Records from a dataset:
— START —

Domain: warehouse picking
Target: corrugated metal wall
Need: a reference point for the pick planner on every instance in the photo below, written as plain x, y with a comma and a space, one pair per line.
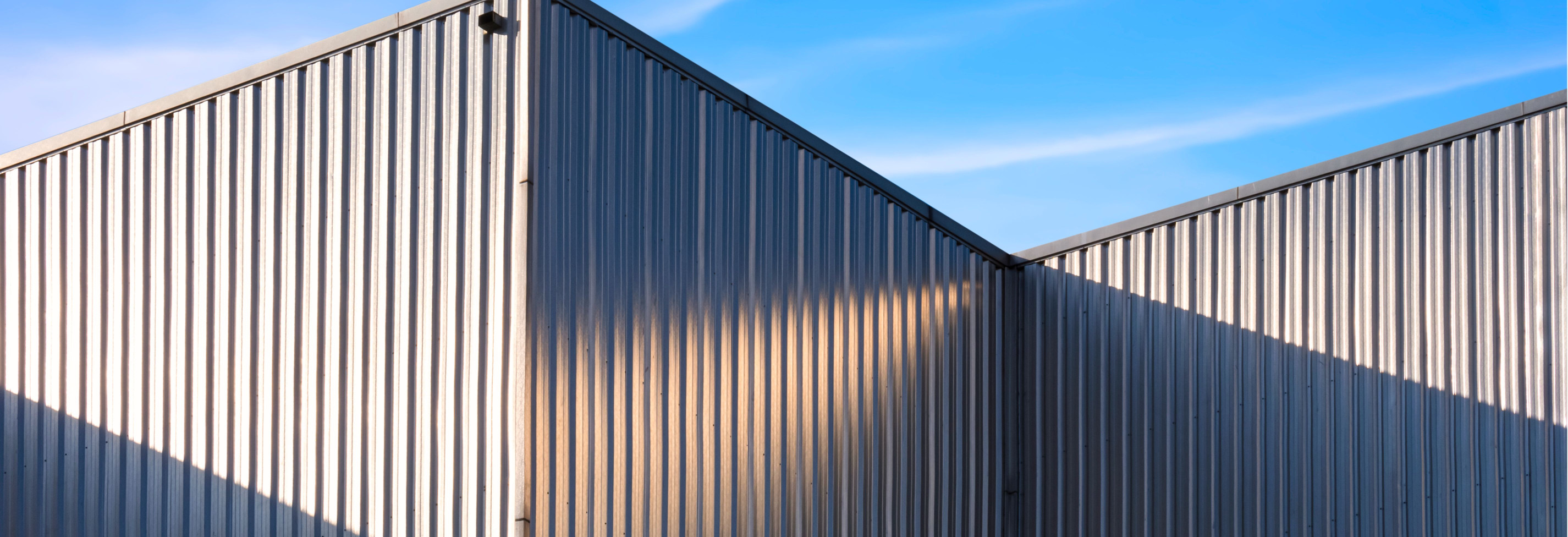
730, 335
1376, 352
279, 310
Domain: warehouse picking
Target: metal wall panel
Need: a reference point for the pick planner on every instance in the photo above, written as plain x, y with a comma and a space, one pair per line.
281, 310
1376, 352
731, 337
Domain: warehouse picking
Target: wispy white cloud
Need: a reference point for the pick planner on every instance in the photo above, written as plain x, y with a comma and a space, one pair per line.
58, 90
1266, 115
922, 34
665, 16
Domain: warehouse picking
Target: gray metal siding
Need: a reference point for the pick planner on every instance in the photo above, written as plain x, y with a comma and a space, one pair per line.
1371, 352
730, 335
284, 308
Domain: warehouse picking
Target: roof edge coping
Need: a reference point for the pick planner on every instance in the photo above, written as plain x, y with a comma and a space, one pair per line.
1457, 129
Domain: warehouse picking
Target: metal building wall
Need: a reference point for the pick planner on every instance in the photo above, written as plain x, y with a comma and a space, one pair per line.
731, 337
281, 308
1376, 352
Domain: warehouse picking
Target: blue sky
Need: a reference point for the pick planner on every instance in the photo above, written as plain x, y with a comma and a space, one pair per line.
1027, 122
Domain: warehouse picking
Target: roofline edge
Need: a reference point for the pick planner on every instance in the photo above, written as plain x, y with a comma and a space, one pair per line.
432, 8
1296, 177
791, 129
262, 69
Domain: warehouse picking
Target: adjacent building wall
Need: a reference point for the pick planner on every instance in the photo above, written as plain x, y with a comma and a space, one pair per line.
281, 306
1374, 352
731, 335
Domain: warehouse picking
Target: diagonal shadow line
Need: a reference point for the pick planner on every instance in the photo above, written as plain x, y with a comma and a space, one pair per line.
67, 476
1152, 420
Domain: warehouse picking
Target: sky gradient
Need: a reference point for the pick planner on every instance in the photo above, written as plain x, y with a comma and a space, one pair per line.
1026, 122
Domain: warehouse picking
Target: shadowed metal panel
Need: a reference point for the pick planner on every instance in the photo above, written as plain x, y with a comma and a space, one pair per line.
281, 310
730, 335
1373, 352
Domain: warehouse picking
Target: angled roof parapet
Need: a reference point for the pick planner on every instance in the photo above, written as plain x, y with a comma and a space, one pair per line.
1296, 177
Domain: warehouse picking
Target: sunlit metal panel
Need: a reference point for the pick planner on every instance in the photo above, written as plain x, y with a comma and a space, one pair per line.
1374, 350
731, 335
284, 306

— END —

Written problem ->
Copy each line of the material above that contains the word "building".

Expected answer ->
Target: metal building wall
Target: adjacent building wall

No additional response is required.